- INSTRUCTIONS FOR THE TASK
With the pictures omitted, transcribe each line below exactly as it is.

[Segmentation mask data]
..............................

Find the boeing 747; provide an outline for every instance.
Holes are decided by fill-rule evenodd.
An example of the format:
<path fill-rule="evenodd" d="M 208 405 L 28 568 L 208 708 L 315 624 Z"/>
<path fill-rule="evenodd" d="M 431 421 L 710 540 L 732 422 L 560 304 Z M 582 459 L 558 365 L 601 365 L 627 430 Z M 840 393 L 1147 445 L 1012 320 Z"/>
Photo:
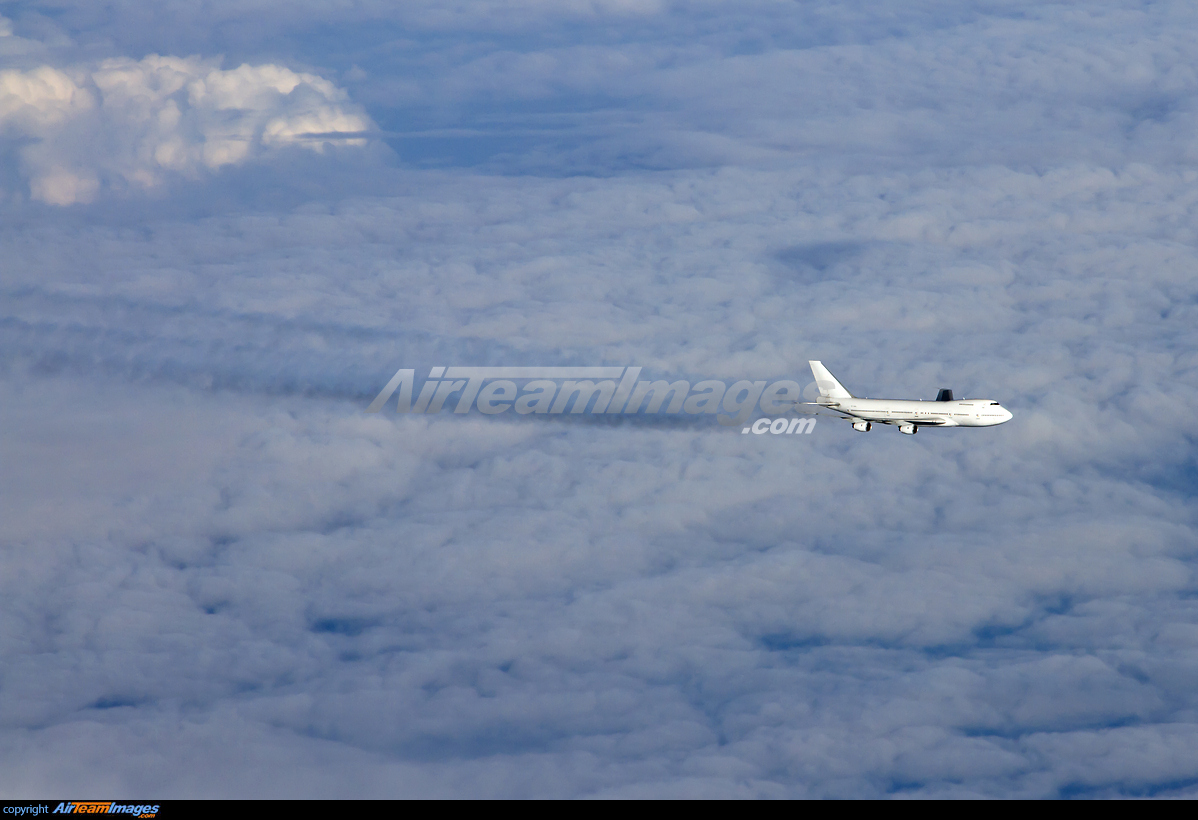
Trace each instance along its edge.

..............................

- ANSWER BELOW
Find the boeing 747; provide an outline for every instance.
Holes are decided by fill-rule evenodd.
An example of the format:
<path fill-rule="evenodd" d="M 208 405 L 28 568 L 208 708 L 315 624 Z"/>
<path fill-rule="evenodd" d="M 431 421 L 710 540 L 732 422 L 560 304 Z M 582 459 L 558 365 L 601 365 L 627 430 Z M 840 393 L 1147 445 L 1012 320 Z"/>
Photo:
Trace each instance along its edge.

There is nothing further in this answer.